(Dataset entries)
________

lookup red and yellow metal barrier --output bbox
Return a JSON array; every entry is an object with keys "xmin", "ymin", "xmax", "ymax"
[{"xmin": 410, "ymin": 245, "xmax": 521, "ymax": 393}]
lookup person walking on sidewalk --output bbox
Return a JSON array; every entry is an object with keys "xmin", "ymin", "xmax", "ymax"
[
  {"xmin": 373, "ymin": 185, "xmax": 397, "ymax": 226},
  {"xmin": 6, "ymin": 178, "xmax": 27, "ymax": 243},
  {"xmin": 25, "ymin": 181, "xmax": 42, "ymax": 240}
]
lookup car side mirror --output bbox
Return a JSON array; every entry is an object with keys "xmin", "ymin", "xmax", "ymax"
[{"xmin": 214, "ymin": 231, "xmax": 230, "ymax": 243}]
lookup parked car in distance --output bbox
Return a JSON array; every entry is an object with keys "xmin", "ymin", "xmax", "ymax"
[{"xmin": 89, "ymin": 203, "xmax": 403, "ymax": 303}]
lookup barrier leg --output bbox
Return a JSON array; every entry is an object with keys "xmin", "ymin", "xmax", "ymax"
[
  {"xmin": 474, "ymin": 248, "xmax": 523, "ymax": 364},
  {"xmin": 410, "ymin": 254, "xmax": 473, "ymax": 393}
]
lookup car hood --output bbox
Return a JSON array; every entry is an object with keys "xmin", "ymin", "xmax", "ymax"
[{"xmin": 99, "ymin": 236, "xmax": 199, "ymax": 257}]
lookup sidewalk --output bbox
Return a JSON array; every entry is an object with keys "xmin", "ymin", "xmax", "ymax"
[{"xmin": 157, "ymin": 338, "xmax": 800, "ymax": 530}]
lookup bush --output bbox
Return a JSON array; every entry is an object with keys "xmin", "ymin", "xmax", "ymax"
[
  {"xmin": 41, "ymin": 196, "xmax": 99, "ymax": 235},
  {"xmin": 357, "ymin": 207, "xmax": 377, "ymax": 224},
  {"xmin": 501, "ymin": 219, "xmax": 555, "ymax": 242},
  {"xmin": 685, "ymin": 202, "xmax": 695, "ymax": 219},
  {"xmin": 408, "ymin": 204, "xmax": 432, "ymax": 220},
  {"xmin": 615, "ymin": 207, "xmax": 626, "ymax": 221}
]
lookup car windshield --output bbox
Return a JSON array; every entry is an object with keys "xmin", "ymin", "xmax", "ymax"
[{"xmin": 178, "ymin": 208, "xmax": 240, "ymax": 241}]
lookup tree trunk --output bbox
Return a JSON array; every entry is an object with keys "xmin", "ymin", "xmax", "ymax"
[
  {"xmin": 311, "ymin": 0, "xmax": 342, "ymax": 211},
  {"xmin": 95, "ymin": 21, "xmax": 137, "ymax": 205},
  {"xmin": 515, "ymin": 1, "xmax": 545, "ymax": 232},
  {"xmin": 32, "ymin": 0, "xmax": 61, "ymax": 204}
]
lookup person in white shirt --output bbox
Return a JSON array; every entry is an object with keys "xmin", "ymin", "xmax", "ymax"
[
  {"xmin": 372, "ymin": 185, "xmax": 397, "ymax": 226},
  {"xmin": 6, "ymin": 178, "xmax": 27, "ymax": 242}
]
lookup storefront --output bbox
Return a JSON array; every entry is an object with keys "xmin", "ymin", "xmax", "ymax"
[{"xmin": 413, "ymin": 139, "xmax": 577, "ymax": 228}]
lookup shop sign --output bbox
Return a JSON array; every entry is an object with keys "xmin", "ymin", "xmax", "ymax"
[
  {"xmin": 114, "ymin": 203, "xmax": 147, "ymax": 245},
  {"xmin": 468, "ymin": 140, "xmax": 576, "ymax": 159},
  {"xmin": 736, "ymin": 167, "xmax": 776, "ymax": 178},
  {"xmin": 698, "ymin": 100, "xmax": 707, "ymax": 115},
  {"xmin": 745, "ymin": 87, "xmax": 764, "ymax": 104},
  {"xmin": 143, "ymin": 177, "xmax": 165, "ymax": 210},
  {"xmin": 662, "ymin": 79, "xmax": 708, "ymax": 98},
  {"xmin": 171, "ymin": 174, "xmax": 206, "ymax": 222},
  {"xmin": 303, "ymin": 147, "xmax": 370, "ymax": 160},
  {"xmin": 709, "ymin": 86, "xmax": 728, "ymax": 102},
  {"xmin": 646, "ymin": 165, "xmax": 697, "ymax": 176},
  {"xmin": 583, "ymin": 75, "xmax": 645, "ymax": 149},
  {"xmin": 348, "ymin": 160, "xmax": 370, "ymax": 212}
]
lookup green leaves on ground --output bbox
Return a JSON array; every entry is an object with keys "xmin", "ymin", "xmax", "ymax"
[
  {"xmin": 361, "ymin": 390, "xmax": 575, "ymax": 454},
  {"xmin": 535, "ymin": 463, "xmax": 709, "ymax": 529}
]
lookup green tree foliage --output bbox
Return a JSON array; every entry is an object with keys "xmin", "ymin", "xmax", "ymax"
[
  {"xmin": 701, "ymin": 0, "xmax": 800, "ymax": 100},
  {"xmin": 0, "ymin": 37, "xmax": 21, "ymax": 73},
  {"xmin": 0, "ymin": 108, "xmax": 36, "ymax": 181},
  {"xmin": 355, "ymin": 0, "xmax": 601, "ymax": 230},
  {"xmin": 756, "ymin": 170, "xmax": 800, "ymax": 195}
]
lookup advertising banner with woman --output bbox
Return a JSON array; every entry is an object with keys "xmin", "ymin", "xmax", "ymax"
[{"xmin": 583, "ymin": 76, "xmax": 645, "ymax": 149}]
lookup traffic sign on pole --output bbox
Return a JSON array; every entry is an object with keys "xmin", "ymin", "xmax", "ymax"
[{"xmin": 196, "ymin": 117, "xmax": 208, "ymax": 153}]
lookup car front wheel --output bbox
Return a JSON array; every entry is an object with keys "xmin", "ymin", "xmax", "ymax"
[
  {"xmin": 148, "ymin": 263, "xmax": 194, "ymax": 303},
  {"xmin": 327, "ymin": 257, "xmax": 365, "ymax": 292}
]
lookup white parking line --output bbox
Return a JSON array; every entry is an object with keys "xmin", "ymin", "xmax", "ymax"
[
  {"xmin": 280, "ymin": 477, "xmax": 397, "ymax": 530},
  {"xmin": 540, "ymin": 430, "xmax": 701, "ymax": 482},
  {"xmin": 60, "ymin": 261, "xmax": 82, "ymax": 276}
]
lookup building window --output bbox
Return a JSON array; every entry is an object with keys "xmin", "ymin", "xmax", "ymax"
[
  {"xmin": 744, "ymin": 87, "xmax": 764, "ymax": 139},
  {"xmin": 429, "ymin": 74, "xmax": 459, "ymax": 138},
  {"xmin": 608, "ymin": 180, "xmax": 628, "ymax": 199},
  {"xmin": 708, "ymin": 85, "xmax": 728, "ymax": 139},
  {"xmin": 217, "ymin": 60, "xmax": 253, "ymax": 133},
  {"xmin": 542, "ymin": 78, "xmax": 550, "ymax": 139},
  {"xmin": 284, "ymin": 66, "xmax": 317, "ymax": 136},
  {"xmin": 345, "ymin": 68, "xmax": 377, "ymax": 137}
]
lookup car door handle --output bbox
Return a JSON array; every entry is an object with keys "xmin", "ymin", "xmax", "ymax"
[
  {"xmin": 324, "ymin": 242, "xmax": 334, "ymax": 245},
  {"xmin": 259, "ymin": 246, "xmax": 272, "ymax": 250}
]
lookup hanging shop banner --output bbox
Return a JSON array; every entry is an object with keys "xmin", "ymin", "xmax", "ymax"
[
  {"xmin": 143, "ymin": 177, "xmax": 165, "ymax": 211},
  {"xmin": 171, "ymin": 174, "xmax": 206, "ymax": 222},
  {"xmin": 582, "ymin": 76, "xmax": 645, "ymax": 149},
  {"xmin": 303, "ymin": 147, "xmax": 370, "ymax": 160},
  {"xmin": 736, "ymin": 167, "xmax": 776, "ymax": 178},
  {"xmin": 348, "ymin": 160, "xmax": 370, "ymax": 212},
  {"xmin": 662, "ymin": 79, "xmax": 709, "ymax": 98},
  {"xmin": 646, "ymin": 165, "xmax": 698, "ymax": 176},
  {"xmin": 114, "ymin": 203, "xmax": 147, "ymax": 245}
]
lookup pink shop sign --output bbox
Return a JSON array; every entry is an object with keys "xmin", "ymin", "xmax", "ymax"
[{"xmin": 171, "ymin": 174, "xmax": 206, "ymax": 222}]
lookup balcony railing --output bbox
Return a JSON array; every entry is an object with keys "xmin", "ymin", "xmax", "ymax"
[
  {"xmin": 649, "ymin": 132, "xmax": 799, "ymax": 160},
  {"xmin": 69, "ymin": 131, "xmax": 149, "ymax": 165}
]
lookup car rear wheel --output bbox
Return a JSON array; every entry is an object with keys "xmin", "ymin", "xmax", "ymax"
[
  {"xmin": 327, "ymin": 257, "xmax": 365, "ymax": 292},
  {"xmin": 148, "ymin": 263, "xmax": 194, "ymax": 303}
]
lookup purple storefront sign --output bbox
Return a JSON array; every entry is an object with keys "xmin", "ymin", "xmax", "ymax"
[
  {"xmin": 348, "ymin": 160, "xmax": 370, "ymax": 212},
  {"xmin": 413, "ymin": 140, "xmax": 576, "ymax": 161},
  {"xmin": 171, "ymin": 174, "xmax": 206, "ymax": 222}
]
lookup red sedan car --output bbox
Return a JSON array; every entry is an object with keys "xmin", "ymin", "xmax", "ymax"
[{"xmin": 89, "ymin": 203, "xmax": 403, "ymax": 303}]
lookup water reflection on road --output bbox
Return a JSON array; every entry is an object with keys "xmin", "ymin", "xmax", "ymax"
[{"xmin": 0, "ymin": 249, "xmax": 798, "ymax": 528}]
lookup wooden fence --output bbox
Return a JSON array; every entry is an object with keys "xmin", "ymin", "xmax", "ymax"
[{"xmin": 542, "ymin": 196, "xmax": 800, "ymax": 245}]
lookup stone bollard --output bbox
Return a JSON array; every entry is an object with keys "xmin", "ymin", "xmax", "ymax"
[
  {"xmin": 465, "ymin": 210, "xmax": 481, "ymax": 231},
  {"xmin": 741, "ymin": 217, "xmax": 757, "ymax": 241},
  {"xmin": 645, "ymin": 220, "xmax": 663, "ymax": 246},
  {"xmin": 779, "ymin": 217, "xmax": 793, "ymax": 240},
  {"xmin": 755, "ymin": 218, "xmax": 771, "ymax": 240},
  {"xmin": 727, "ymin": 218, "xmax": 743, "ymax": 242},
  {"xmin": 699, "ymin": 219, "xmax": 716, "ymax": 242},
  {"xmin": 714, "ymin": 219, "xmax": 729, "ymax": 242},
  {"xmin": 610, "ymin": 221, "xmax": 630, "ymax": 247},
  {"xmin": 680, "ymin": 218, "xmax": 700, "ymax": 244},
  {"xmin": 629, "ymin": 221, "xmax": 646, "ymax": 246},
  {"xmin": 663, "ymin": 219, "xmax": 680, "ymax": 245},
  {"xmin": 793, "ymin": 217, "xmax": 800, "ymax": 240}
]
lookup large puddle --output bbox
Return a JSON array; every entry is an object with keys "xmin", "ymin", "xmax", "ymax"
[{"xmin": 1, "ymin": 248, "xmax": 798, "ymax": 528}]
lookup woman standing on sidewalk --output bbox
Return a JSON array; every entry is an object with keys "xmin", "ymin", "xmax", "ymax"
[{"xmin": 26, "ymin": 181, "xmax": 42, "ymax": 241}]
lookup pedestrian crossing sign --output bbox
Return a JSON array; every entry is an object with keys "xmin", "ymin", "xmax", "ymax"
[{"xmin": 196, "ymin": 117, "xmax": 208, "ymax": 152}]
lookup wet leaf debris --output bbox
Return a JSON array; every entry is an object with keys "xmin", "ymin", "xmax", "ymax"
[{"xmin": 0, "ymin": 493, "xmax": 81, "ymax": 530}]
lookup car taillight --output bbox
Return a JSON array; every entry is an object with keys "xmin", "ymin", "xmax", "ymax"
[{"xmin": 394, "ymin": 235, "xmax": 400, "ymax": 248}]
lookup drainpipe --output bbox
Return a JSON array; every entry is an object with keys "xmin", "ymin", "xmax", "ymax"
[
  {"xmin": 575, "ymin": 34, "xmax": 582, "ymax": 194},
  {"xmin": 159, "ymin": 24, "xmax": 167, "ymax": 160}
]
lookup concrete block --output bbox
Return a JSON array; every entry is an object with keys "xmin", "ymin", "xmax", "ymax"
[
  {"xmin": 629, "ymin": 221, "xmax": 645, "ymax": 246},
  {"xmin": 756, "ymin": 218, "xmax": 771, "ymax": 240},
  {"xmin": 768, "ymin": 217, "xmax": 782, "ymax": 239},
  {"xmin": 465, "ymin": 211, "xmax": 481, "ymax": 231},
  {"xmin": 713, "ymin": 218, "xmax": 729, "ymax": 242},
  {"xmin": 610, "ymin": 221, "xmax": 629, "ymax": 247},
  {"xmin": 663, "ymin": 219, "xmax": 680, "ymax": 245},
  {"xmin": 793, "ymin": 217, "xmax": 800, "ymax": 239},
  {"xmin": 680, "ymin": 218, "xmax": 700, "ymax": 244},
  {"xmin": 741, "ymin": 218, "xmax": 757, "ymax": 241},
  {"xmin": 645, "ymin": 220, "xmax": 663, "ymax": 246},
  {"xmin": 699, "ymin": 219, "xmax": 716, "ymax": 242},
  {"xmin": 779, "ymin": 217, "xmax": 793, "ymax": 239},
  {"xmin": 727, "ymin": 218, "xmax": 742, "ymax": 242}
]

________

What needs to be done.
Your answer should be one number: the count of lines in the records above that contain "green".

Answer.
2